- [Text provided]:
##############################

The North Cape oil spill took place on Friday, January 19, 1996, when the tank barge North Cape and the tug Scandia grounded on Moonstone Beach in South Kingstown, Rhode Island, after the tug caught fire in its engine room during a winter storm. An estimated 828000 USgal of home heating oil was spilled. Oil spread throughout a large area of Block Island Sound, including Trustom Pond National Wildlife Refuge, resulting in the closure of a 250 mi2 area of the sound for fishing.

Hundreds of oiled birds and large numbers of dead lobsters, surf clams, and starfish were recovered in the weeks following the spill. US federal and Rhode Island state governments undertook considerable work to clean up the spill and restore lost fishery stocks and coastal marine habitat. The North Cape oil spill is considered a significant legal precedent in that it was the first major oil spill in the continental U.S. after the passage of the Oil Pollution Act of 1990, resulting from the Exxon Valdez oil spill in Alaska on March 24, 1989.

##############################

- [Required actions]:
1: Quote the oil spill passage from "Hundreds of oiled" to "March 24, 1989.".
2: Decide whether each statement agrees with the oil spill passage, answering yes or no and quoting the words that settle it: (a) The tug caught fire in its engine room during a winter storm. (b) The spill happened before the Oil Pollution Act of 1990 was passed. (c) Only the Rhode Island state government worked to clean up the spill.
3: Please carry on the oil spill passage from its last sentence.
The records come from a source unrelated to the oil spill passage.

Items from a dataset

##############################

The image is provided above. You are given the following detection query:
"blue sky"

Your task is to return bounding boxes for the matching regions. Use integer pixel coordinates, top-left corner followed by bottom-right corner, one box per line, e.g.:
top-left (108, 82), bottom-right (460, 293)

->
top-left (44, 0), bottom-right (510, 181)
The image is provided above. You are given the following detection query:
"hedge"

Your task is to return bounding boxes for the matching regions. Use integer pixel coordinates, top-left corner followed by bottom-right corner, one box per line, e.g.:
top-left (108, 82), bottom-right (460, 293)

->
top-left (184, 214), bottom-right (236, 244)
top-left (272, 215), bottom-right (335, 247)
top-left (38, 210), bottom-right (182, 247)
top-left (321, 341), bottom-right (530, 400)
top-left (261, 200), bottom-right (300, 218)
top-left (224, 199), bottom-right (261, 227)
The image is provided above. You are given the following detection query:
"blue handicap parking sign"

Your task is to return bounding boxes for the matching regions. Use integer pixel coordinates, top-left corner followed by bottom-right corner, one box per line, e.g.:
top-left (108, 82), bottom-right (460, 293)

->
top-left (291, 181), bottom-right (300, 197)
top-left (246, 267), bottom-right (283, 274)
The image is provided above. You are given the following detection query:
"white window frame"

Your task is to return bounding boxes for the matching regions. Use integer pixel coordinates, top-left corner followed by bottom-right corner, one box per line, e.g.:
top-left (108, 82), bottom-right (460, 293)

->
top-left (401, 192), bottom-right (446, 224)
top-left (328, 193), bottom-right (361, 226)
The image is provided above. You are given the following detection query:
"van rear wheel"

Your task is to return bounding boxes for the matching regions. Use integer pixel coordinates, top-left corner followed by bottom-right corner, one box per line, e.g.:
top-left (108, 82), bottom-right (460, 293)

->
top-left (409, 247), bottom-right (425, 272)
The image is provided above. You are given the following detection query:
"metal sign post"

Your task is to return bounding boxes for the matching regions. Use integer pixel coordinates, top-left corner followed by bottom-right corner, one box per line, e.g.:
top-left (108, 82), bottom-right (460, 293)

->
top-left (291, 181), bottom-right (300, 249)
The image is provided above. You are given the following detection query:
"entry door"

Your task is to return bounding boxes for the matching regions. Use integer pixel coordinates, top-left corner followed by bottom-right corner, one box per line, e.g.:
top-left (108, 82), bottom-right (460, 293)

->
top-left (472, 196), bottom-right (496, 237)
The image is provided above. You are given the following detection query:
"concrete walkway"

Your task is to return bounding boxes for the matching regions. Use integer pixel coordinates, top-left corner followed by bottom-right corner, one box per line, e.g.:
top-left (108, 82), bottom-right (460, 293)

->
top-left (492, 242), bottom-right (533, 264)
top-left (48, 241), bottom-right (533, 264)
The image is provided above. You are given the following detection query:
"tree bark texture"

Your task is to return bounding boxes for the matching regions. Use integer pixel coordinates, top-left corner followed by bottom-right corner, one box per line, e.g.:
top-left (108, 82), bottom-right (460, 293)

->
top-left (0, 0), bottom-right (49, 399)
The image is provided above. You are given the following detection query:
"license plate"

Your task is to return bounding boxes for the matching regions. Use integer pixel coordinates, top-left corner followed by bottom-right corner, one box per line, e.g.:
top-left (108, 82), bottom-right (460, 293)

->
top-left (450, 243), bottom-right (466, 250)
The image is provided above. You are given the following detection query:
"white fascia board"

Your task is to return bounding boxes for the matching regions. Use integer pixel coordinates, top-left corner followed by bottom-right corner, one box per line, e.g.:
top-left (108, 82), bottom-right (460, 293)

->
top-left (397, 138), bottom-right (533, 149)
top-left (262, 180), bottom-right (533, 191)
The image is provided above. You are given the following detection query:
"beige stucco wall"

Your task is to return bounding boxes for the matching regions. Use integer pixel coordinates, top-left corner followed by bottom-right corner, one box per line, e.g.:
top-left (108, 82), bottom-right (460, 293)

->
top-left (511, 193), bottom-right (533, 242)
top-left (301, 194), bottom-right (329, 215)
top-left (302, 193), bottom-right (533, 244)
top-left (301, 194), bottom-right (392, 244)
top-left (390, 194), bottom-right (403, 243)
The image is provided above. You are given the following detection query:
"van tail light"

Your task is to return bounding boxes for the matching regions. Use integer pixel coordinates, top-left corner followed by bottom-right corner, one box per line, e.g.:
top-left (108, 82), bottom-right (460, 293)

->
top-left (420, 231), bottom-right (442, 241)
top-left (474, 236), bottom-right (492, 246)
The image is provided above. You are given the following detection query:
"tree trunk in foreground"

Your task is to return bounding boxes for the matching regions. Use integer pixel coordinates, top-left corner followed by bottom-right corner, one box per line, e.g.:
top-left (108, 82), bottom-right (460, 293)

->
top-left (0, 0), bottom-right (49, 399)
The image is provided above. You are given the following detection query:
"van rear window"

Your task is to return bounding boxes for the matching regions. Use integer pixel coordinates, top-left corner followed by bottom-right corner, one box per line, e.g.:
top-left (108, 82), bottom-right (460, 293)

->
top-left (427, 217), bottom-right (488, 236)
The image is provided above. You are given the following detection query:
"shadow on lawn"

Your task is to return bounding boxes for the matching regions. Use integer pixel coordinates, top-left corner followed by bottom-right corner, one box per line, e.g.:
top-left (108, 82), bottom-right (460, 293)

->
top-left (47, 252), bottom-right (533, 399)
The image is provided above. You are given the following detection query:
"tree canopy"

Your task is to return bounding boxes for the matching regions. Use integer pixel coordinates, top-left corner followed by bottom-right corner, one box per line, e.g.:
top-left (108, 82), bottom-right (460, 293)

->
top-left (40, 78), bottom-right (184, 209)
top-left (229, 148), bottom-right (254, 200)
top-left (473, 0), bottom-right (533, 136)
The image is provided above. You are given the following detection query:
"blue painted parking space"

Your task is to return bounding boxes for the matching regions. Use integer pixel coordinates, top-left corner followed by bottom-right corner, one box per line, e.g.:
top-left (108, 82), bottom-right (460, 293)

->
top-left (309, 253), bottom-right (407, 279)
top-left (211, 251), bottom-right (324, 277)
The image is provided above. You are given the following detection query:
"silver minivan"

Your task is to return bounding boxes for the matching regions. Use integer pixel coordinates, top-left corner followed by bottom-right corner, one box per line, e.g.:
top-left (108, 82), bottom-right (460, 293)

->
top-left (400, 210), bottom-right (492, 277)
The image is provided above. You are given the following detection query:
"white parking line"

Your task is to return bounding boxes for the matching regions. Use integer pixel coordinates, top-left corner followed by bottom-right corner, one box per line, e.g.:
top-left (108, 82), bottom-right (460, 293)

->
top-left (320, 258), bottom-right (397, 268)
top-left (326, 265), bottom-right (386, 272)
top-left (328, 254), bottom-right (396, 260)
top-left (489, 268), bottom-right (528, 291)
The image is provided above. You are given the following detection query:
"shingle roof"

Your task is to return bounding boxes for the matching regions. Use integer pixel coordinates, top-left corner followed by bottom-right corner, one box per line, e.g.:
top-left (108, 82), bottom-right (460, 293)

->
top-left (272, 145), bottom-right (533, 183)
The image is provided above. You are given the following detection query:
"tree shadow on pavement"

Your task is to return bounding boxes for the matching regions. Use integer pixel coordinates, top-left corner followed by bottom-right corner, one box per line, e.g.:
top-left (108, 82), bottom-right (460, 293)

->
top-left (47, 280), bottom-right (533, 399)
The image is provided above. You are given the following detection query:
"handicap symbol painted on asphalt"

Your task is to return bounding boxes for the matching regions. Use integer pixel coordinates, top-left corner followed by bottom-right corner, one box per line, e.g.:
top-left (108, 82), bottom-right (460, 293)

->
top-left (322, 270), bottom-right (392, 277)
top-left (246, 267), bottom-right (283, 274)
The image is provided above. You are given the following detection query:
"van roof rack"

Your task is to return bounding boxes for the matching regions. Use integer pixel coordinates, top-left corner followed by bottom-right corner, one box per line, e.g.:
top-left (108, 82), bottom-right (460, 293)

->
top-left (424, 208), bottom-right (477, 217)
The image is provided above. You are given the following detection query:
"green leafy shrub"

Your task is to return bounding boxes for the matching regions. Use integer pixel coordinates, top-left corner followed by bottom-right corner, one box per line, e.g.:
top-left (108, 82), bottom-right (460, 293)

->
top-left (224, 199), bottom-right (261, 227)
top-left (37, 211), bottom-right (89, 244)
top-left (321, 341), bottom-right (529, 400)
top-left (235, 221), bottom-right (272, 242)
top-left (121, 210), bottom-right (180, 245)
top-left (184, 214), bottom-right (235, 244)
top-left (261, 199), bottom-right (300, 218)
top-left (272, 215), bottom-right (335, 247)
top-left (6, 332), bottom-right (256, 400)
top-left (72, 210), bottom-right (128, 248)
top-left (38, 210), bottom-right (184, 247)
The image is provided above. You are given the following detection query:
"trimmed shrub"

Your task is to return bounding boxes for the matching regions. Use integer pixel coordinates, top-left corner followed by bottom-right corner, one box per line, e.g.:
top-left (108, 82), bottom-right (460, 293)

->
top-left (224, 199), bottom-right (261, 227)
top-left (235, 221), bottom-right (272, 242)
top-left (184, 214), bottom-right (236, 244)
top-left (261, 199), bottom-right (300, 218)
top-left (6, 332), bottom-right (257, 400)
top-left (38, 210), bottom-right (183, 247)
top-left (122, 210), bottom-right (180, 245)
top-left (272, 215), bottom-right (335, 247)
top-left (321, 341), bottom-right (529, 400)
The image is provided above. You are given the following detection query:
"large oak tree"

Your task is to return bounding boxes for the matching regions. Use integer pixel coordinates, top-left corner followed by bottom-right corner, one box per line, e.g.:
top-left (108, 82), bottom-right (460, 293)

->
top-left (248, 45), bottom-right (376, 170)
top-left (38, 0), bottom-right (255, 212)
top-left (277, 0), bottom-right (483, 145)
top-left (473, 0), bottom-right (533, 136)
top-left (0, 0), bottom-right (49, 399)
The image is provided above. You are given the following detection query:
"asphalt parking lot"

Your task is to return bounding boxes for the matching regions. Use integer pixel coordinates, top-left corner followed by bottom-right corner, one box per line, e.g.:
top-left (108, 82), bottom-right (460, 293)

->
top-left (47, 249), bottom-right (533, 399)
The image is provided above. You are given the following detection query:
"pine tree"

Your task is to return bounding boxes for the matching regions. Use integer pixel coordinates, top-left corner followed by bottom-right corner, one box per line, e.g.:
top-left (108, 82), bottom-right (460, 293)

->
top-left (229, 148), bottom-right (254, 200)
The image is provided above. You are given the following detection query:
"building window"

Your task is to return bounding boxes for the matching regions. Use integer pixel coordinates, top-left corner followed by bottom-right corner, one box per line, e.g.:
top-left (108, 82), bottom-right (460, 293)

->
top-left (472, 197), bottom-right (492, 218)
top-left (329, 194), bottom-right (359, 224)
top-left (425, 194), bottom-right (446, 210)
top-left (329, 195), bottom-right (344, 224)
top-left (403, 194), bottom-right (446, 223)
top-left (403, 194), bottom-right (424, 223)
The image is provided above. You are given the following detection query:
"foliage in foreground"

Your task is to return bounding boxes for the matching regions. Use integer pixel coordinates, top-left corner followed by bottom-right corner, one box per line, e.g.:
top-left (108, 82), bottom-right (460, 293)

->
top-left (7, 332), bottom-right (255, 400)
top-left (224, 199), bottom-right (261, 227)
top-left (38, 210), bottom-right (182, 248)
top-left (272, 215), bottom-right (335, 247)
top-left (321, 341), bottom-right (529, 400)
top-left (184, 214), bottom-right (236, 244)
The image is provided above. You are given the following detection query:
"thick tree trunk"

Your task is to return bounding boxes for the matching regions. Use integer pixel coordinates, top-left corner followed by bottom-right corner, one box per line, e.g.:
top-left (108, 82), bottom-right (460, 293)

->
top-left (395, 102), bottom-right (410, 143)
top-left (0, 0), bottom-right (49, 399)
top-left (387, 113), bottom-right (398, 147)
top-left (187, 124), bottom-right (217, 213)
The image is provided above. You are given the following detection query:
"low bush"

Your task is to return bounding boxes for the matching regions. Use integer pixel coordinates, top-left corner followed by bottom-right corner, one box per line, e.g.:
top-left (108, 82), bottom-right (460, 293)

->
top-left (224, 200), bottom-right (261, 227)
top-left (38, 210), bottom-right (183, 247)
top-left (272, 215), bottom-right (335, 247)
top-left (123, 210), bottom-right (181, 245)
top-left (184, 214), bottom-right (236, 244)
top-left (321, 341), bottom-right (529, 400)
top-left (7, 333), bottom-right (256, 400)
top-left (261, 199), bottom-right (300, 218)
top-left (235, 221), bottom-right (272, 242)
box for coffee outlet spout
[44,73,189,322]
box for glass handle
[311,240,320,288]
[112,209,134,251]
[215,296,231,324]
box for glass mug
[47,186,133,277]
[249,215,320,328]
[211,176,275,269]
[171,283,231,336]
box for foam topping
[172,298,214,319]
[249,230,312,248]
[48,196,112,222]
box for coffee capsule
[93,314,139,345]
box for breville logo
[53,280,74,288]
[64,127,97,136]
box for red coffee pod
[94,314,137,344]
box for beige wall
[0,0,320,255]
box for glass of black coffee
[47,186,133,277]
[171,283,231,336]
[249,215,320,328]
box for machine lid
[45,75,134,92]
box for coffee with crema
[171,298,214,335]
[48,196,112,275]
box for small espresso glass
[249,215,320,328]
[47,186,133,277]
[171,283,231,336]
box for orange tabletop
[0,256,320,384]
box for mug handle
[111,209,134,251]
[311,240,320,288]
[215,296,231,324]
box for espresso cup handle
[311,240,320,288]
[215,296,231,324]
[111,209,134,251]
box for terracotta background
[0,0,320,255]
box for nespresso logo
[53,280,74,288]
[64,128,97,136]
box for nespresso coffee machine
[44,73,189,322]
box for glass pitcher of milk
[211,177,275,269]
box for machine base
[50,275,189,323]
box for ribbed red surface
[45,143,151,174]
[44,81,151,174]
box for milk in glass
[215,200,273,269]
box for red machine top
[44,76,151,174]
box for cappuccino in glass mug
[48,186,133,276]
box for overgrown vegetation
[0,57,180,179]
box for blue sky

##############################

- [Answer section]:
1:
Hundreds of oiled birds and large numbers of dead lobsters, surf clams, and starfish were recovered in the weeks following the spill. US federal and Rhode Island state governments undertook considerable work to clean up the spill and restore lost fishery stocks and coastal marine habitat. The North Cape oil spill is considered a significant legal precedent in that it was the first major oil spill in the continental U.S. after the passage of the Oil Pollution Act of 1990, resulting from the Exxon Valdez oil spill in Alaska on March 24, 1989.

2:
(a) Yes: "after the tug caught fire in its engine room during a winter storm"
(b) No: "it was the first major oil spill in the continental U.S. after the passage of the Oil Pollution Act of 1990"
(c) No: "US federal and Rhode Island state governments undertook considerable work to clean up the spill"

3:
==Environmental impacts==
Of the many affected communities, one important habitat was the Trustom Pond National Wildlife Refuge. The refuge is nearly 800 acre in area and protects the only undeveloped salt pond in the state and its inhabitants. The oil caused a large number of deaths in wildlife such as birds, lobsters, surf clams and sea stars. More than 2,000 birds were killed, one of these species being the piping plover, a federally listed threatened species. The wind and choppy waters of the storm in combination with the oil caused a rapid and foamy dispersion of the oil into the water column. As a result, a large number of shellfish washed ashore in the few days following the spill. Because of the complex interconnected nature of the marine ecosystem, the effects on one species eventually spread to every level of the food chain in that environment. Even small and uncommon species can serve as keystone species for the ecosystem, determining the functionality of the community as a whole.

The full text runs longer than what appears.